» TEXTE PRÉSENTÉ
Pour rendre compte d’un tel bouleversement, il faut voir large, ne pas isoler la sphère de l’économie des données sociales et politiques et replacer les faits d’aujourd’hui dans la perspective de la longue durée historique. Si ces vagues de Kuznets ont le même profil, elles n’ont pas les mêmes explications. Avant la révolution industrielle, les guerres et les famines notamment expliquaient l’aggravation des inégalités, puis leur réduction après que l’accident avait réduit les effectifs de main-d’œuvre et donc poussé à l’augmentation des salaires. Avec la révolution industrielle du XIXe siècle, ce sont des facteurs endogènes qui jouent : le progrès technique donne un rôle croissant au capital dans la production de richesse et la colonisation réduit le revenu des colonisés. Ensuite, au XXe siècle, les écarts se réduisent dans les pays riches avec l’impôt sur le revenu, les hausses de salaires obtenues par les syndicats ouvriers, les prestations sociales redistributives et finalement la mise en place de l’État-providence. Mais, à la fin du siècle, les revenus s’écartent de nouveau. Cette période d’intense mondialisation qui voit la chute de l’Union soviétique, l’entrée de la Chine dans l’économie de marché, l’essor de l’Inde et d’autres grands pays émergents dont le Brésil, les élites de la fortune (la majorité d’entre elles réside dans les pays riches) profitent de l’intégration des économies nationales dans un système planétaire (la crise financière de 2008 devait montrer le risque systémique que cela comporte), le progrès technologique permettant la financiarisation de l’économie et réduisant la capacité des syndicats. Branko Milanovic souligne en conséquence le rôle croissant que joue dans les inégalités le fait de résider dans tel ou tel pays. Le hasard du lieu de naissance vaut à certains une rente de citoyenneté. Ainsi, qu’il y ait partout des riches et des pauvres n’empêche pas que le lieu compte pour beaucoup dans le sort de chacun.

  • Le rôle croissant du patrimoine.

La confiscation des fruits de la croissance par les plus riches tient aussi aux changements dans la structure du patrimoine. Autrefois, la terre y occupait une grande place et aussi, logiquement, la rente foncière dans les revenus perçus par les élites. Avec les progrès technologiques qui ont rendu possible et accompagné la révolution industrielle, les actifs financiers ont pris une place de plus en plus importante dans la composition des patrimoines, avec pour conséquence que le rapport de force entre le capital et le travail s’est dégradé aux dépens des salaires. La partie ascendante de la courbe de Kuznets, c’est-à-dire l’aggravation des inégalités, trouve là son origine. Est donc à explorer l’hypothèse que la situation actuelle, c’est-à-dire de nouveau l’aggravation des inégalités, s’explique par la révolution technologique et le fait que le capital remplace de plus en plus le travail.

» CONSIGNE
Résumez en deux phrases le texte ci-dessus sur les inégalités.

» DONNÉES BRUTES
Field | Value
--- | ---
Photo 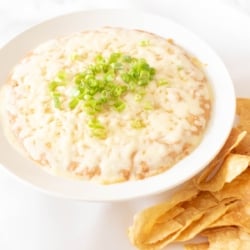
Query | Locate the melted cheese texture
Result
[0,28,212,183]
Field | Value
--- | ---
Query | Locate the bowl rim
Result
[0,9,236,202]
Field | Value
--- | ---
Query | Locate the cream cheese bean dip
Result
[1,27,212,184]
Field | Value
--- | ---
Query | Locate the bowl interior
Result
[0,10,235,201]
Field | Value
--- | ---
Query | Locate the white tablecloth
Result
[0,0,250,250]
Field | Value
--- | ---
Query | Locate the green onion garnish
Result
[140,40,150,47]
[49,51,155,139]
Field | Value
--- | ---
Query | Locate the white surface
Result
[0,10,235,201]
[0,0,250,250]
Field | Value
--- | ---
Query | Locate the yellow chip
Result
[235,98,250,155]
[184,242,209,250]
[193,128,246,190]
[128,182,199,249]
[203,227,250,250]
[196,153,250,192]
[213,168,250,202]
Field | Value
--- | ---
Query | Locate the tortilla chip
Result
[184,242,209,250]
[203,227,250,250]
[213,168,250,202]
[209,201,250,234]
[196,153,250,192]
[128,98,250,250]
[236,97,250,124]
[175,198,238,241]
[234,98,250,155]
[193,128,246,190]
[128,182,199,247]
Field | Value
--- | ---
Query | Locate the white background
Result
[0,0,250,250]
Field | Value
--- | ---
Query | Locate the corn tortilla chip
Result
[234,98,250,155]
[213,168,250,202]
[200,227,250,250]
[184,242,209,250]
[196,153,250,192]
[193,128,246,190]
[128,182,199,246]
[209,201,250,234]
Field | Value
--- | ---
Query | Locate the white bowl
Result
[0,10,235,201]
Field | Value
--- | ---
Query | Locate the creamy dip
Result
[2,27,212,183]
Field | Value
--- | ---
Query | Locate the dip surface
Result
[2,28,212,183]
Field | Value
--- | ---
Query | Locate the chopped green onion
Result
[52,92,61,109]
[48,51,155,139]
[131,119,146,129]
[140,40,150,47]
[157,79,169,86]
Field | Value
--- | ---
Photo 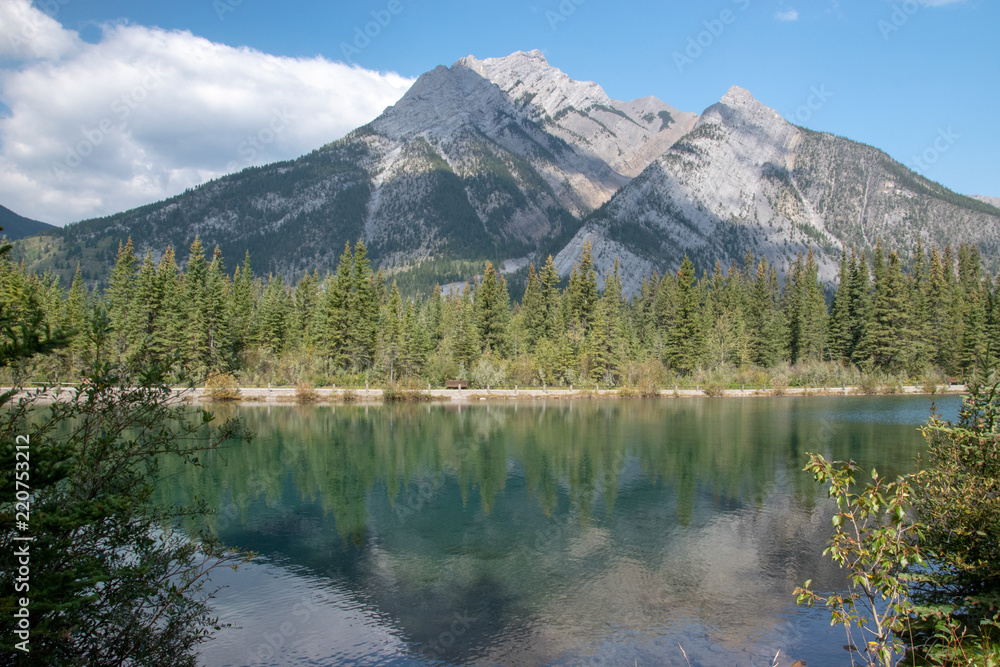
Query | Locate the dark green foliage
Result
[5,234,1000,387]
[915,377,1000,633]
[666,256,705,373]
[0,365,250,666]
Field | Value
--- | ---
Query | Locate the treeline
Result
[0,239,1000,387]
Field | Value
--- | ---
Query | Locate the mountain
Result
[15,51,1000,293]
[0,206,55,241]
[24,51,697,288]
[972,195,1000,209]
[556,86,1000,292]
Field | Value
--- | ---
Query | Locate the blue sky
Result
[0,0,1000,224]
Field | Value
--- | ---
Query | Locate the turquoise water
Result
[161,397,960,667]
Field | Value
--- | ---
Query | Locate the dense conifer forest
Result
[0,239,1000,389]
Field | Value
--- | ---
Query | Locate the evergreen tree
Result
[347,240,385,370]
[538,255,563,338]
[152,246,187,370]
[204,247,233,371]
[905,237,931,376]
[568,241,598,331]
[847,249,871,364]
[400,299,430,377]
[858,252,909,373]
[473,262,510,355]
[129,250,160,364]
[379,280,403,382]
[65,264,93,372]
[747,257,783,368]
[827,248,854,364]
[666,255,705,373]
[587,259,628,384]
[292,271,321,353]
[260,273,292,354]
[229,250,256,356]
[183,237,209,377]
[317,244,354,370]
[107,237,139,361]
[520,264,546,350]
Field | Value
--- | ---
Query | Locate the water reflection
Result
[160,397,957,665]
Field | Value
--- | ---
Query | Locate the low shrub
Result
[205,373,240,401]
[295,382,319,403]
[382,383,431,401]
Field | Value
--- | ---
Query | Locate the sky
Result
[0,0,1000,225]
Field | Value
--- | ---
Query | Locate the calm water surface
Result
[160,397,960,667]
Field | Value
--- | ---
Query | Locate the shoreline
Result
[0,384,967,405]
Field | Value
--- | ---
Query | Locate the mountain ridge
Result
[9,50,1000,293]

» RÉPONSE
Les vagues de Kuznets ont le même profil mais pas les mêmes explications : les guerres et les famines avant la révolution industrielle, puis le rôle croissant du capital et la colonisation au XIXe siècle, ensuite une réduction des écarts au XXe siècle grâce à l'impôt sur le revenu, aux syndicats et à l'État-providence, et enfin un nouvel écartement des revenus à la fin du siècle, en pleine mondialisation. L'aggravation des inégalités tient aussi à la place croissante des actifs financiers dans les patrimoines, qui a dégradé le rapport de force aux dépens des salaires, d'où l'hypothèse que la situation actuelle s'explique par la révolution technologique et par le remplacement croissant du travail par le capital.